▶ [Selected extract]:
'''

One of the reasons for X’s enduring appeal is the evolution of the music. The punk they played, even at its peak, was always melodic and always a little off the leather core, so the move away from the purer and/or dirtier sound of standardized three-chord/one-chord punk to more accessible music was inevitable for their survival, much like The Replacements and various others.

Their ninth album is called Smoke And Fiction, which could be seen as a controversial thing. Is it a nod to almost fifty years in the music business, a succinct and damning indictment of the ever-changing structures of corporate power, lies and nonsense now that one company seems to own everything? Or to Spotify, the best reason, musically speaking, to read the Communist Manifesto on a cold summer night?

'''

▶ [Collected material]:
'''

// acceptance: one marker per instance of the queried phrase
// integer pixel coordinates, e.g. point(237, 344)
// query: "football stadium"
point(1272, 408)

'''

▶ [Directives]:
1. Rewrite the album review from everything from "Their ninth album" down to "cold summer night?", changing "ninth album" to "latest record".
2. In the album review, what is X's ninth album called?

▶ [Task-by-task outputs]:
1.
Their latest record is called Smoke And Fiction, which could be seen as a controversial thing. Is it a nod to almost fifty years in the music business, a succinct and damning indictment of the ever-changing structures of corporate power, lies and nonsense now that one company seems to own everything? Or to Spotify, the best reason, musically speaking, to read the Communist Manifesto on a cold summer night?

2. Smoke And Fiction